▶ _Source records_:
####

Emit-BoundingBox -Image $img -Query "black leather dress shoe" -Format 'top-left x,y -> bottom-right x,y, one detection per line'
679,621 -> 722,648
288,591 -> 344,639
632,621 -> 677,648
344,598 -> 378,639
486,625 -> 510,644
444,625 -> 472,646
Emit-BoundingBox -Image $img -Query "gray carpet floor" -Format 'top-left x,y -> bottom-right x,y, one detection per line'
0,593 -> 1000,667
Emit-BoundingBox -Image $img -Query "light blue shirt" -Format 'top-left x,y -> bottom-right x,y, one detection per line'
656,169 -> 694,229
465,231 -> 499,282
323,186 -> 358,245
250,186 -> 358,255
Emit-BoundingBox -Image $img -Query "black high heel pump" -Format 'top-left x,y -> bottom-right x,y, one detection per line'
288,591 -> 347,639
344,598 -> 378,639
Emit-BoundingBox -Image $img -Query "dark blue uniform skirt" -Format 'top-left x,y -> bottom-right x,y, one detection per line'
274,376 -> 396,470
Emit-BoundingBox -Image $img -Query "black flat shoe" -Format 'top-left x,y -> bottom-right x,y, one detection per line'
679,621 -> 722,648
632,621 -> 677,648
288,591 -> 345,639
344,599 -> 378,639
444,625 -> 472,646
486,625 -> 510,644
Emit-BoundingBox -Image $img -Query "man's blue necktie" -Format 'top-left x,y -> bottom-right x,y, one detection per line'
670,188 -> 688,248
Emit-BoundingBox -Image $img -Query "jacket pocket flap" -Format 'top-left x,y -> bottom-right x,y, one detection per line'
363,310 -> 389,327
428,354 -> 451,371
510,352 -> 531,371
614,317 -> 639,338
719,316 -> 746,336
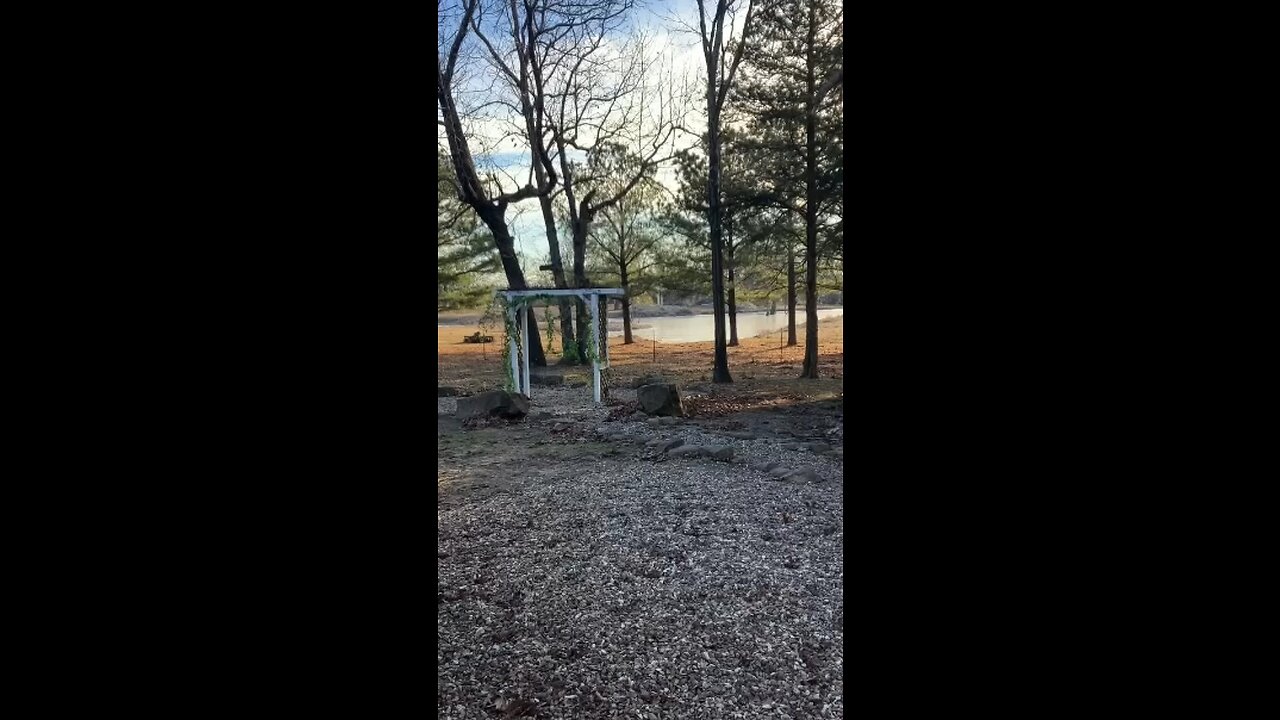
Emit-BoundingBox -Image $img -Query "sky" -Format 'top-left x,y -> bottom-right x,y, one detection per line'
436,0 -> 745,263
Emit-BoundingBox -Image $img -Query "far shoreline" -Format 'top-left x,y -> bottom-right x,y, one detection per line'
436,302 -> 845,327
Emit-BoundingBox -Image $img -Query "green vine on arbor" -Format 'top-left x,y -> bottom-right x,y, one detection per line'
543,302 -> 556,355
480,289 -> 611,401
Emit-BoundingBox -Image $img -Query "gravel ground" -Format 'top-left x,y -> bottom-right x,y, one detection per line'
436,388 -> 844,720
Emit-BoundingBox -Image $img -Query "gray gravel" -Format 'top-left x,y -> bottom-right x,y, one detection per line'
436,388 -> 844,720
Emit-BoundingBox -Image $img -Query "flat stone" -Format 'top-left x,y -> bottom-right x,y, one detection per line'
786,468 -> 822,483
644,437 -> 685,452
636,383 -> 685,416
454,389 -> 529,420
707,445 -> 733,462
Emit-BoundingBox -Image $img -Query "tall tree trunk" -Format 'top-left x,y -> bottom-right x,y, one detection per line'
707,101 -> 733,383
787,245 -> 796,346
480,206 -> 547,368
573,219 -> 591,363
618,263 -> 635,345
800,3 -> 818,379
724,215 -> 737,347
435,65 -> 547,368
538,195 -> 573,364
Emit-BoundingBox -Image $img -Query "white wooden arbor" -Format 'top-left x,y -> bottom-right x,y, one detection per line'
498,287 -> 626,402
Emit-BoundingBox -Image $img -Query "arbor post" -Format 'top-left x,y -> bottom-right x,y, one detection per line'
520,302 -> 531,397
588,292 -> 600,402
507,306 -> 520,392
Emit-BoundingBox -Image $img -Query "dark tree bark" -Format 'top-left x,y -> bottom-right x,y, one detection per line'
726,222 -> 737,347
480,208 -> 547,368
618,262 -> 635,345
538,195 -> 573,364
698,0 -> 754,383
435,16 -> 556,368
707,99 -> 733,383
787,245 -> 796,346
800,3 -> 820,379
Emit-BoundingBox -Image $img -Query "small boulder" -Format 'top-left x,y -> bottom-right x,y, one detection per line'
453,389 -> 529,420
707,445 -> 733,462
644,437 -> 685,452
636,383 -> 685,418
787,468 -> 822,483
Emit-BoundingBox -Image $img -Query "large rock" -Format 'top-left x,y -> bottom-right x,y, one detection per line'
636,383 -> 685,418
453,389 -> 529,420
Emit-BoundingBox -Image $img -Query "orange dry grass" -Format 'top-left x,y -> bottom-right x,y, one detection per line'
438,318 -> 845,400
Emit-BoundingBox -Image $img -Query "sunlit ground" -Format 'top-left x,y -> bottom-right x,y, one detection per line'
438,314 -> 845,404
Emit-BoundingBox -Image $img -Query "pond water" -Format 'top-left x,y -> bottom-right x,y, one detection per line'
609,307 -> 845,342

####

▶ _What is needed_:
Reproduce the source records verbatim, from the first line through the line containing "719,316 -> 746,336", with both ends included.

▶ _Response to this exercise_:
Emit-BoundingBox -Image $img -Query "black leather dress shoe" -Format 'top-left x,y -> bottom-right x,y, one detection per line'
679,621 -> 722,648
288,591 -> 344,639
632,621 -> 677,648
344,598 -> 378,639
486,625 -> 510,644
444,625 -> 472,646
Emit-BoundingBox -Image $img -Query "gray carpet floor" -Format 'top-left x,y -> bottom-right x,y, one detection per line'
0,593 -> 1000,667
Emit-BoundingBox -Image $img -Query "light blue shirt" -Format 'top-left x,y -> bottom-right x,y, one detection per line'
656,169 -> 694,229
465,231 -> 499,282
323,186 -> 358,245
250,186 -> 358,255
Emit-BoundingBox -Image $img -Query "black high heel pump" -Format 'top-left x,y -> bottom-right x,y, one detection per line'
288,591 -> 347,639
344,598 -> 378,639
Emit-BoundingBox -Image $img -Query "dark blue uniform skirt" -Format 'top-left x,y -> bottom-right x,y, one detection per line'
274,376 -> 396,470
Emit-BoundingBox -Image $img -Query "black flat shoe" -Format 'top-left x,y -> bottom-right x,y, one detection per line'
679,621 -> 722,648
632,621 -> 677,648
288,591 -> 345,639
344,599 -> 378,639
444,625 -> 472,646
486,625 -> 510,644
Emit-BoundingBox -Image $img -Query "man's blue necktie" -Format 'top-left x,y -> bottom-right x,y, one detection per line'
670,188 -> 688,248
Emit-BoundingBox -Image $img -Query "jacket pocket flap" -Format 'top-left x,y -> bottom-right x,y, one detection per line'
363,310 -> 389,327
428,354 -> 451,371
510,352 -> 531,371
614,317 -> 639,338
719,316 -> 746,336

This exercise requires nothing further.